__Given instruction__: Reproduce word for word the lines of the records below, starting at the line that contains "312, row 233." and ending at the line that contains "column 450, row 470", with both of those lines included.

[A block of data]
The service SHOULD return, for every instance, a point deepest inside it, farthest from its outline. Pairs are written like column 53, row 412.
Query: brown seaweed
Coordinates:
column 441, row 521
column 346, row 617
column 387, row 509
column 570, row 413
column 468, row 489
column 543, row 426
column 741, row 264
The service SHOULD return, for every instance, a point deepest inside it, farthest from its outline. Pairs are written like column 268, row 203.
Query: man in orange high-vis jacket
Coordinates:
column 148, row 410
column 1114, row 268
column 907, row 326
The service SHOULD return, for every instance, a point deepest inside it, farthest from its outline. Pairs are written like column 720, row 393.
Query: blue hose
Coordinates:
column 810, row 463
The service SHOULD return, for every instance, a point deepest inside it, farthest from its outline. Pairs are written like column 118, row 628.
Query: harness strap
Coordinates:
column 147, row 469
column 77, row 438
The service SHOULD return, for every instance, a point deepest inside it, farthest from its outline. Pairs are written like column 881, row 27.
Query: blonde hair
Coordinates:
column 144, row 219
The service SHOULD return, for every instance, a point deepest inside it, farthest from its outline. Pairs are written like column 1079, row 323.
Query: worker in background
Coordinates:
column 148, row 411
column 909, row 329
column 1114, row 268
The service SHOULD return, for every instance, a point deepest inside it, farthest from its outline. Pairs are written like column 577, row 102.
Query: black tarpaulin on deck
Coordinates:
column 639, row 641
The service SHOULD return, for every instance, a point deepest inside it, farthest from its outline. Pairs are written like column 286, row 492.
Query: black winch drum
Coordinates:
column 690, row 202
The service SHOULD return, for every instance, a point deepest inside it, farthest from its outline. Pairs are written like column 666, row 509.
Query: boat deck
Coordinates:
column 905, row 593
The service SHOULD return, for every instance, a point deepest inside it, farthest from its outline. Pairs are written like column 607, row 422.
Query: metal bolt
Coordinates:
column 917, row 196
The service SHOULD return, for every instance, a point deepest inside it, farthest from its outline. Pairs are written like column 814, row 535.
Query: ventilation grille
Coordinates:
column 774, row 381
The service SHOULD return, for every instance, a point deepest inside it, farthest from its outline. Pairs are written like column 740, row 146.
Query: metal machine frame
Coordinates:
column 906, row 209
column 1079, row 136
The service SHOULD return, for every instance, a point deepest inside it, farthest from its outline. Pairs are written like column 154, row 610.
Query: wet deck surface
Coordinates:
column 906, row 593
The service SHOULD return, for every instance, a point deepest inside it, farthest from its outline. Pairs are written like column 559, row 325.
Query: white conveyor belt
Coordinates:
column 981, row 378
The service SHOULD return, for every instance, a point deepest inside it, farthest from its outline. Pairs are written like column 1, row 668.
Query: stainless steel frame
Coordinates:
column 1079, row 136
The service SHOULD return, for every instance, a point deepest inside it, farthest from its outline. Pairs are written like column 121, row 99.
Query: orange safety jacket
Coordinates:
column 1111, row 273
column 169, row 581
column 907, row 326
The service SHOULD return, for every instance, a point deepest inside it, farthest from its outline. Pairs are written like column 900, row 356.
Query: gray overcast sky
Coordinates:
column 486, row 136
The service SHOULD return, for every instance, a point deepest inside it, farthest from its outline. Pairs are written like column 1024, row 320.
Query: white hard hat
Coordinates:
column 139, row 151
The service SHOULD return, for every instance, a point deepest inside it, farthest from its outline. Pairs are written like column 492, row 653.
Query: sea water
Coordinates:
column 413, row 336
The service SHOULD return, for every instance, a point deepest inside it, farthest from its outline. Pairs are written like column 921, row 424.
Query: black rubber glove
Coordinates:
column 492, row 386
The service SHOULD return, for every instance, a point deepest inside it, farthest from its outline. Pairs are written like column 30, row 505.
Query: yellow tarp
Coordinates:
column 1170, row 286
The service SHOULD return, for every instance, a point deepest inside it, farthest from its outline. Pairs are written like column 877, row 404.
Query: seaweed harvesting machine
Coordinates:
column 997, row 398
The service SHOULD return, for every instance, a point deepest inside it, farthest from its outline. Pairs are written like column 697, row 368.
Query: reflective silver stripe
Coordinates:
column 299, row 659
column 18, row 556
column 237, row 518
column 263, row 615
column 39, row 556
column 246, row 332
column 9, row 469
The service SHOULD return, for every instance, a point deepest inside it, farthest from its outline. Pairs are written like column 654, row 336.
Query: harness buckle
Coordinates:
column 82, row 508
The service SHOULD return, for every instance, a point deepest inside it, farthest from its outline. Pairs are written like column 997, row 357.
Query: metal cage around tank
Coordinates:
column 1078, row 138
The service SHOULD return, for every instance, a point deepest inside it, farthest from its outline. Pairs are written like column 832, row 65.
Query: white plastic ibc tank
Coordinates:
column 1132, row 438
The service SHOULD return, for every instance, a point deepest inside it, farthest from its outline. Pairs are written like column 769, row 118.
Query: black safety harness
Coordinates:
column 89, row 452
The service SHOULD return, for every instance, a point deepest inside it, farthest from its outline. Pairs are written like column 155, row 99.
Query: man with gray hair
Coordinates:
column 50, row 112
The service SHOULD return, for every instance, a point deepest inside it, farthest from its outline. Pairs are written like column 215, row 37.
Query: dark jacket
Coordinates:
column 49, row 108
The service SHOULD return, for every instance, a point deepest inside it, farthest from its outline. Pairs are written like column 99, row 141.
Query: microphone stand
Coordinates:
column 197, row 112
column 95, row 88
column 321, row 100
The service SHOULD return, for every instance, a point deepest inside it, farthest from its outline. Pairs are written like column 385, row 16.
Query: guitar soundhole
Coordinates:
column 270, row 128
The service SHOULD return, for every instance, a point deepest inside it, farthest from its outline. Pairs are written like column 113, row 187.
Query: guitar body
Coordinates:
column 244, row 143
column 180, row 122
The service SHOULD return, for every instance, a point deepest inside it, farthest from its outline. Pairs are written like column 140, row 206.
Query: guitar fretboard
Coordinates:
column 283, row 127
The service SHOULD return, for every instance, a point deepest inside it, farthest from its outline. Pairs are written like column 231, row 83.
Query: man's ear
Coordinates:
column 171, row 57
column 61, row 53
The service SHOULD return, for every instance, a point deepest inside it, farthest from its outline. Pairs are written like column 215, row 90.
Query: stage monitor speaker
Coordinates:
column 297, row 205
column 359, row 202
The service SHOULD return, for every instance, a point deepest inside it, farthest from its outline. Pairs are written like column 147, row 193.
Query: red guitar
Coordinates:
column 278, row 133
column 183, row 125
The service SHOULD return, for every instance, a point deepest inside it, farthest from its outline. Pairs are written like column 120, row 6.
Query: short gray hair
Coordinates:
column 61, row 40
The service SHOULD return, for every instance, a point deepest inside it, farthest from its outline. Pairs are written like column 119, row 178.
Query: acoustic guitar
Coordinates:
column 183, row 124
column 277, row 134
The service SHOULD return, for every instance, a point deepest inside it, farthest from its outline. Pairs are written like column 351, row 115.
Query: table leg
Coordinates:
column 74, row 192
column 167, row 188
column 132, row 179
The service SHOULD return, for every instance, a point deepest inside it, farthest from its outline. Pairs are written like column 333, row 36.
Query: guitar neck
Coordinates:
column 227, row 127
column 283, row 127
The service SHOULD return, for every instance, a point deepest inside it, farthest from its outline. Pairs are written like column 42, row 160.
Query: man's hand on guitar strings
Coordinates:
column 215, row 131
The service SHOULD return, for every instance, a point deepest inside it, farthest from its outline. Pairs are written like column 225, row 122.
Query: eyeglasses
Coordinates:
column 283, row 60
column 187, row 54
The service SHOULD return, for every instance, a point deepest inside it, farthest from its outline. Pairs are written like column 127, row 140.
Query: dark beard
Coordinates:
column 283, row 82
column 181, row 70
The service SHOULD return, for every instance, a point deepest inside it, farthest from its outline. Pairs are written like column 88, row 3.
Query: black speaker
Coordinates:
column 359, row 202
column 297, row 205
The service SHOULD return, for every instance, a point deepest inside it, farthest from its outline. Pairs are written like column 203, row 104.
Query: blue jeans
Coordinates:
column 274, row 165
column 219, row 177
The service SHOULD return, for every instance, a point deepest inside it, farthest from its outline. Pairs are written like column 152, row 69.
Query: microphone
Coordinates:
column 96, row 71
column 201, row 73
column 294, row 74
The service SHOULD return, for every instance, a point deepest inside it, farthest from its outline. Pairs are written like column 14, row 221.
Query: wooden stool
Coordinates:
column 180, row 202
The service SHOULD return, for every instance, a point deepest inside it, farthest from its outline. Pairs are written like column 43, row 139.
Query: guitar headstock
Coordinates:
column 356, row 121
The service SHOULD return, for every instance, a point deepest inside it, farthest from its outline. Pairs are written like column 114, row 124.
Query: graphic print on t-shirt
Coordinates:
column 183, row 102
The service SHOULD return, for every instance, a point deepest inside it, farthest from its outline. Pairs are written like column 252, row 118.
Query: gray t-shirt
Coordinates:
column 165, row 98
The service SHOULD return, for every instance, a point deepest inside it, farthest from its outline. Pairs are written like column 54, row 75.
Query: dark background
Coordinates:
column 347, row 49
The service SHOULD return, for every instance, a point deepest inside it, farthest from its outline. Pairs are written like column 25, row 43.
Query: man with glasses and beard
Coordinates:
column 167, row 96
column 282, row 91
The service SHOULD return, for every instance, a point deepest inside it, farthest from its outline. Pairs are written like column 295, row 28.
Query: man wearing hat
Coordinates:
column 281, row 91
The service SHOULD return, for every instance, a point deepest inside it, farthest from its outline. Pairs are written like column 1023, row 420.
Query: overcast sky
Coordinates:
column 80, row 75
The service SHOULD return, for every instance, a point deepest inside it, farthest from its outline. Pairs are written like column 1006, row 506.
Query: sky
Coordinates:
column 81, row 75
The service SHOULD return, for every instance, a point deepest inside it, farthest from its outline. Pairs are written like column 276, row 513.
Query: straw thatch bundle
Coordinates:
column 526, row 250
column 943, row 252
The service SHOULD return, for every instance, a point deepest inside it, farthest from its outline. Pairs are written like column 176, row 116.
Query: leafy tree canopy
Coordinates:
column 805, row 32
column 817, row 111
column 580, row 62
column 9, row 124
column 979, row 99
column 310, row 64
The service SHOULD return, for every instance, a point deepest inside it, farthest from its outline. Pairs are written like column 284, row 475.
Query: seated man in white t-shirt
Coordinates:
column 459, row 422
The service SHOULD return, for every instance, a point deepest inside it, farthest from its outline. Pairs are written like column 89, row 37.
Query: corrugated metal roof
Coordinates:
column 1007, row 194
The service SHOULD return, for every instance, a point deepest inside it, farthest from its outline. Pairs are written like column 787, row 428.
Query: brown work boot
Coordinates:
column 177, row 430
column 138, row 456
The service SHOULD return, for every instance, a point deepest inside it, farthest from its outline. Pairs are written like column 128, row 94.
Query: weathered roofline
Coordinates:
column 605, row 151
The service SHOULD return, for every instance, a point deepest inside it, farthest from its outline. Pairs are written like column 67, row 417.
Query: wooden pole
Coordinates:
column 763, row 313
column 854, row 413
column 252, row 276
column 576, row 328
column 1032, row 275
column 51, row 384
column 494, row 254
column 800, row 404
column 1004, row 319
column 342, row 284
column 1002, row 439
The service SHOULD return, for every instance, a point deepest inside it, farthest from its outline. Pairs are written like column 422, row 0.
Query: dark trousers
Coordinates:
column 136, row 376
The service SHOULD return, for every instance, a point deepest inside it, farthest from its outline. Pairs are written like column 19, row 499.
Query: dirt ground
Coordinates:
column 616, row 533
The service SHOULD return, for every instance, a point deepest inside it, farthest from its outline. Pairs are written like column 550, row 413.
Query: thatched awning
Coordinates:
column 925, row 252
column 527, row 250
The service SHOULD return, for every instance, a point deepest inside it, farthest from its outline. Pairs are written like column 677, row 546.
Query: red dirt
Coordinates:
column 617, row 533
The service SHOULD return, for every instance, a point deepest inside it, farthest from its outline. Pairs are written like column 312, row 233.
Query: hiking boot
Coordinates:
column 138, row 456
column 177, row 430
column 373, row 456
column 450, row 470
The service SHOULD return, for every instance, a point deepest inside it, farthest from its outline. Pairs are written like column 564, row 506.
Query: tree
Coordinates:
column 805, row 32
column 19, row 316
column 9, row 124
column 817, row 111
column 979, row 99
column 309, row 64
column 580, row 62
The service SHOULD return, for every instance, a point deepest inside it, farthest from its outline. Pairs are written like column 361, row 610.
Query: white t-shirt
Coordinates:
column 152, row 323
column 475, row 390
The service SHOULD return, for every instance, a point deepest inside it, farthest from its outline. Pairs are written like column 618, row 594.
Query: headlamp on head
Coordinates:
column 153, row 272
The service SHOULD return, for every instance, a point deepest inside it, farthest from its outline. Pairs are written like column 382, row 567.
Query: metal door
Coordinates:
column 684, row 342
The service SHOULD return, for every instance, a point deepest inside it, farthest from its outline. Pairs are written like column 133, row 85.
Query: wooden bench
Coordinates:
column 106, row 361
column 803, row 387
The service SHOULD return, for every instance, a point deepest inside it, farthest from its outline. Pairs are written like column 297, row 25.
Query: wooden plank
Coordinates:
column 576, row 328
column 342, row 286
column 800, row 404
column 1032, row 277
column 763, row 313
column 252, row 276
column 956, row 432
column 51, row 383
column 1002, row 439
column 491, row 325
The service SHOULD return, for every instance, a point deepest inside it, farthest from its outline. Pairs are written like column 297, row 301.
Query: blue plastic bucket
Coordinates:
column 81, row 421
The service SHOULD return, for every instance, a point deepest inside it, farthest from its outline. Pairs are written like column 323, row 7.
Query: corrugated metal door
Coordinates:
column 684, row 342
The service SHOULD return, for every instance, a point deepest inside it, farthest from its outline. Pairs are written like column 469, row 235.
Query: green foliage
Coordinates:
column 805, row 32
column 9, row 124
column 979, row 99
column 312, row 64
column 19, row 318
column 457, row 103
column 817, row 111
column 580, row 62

__Solved problem__:
The service SHOULD return, for every instance, a point deepest inside it, farthest from its outline. Pairs are written like column 312, row 233.
Query: hiking boot
Coordinates:
column 138, row 456
column 177, row 430
column 373, row 456
column 450, row 470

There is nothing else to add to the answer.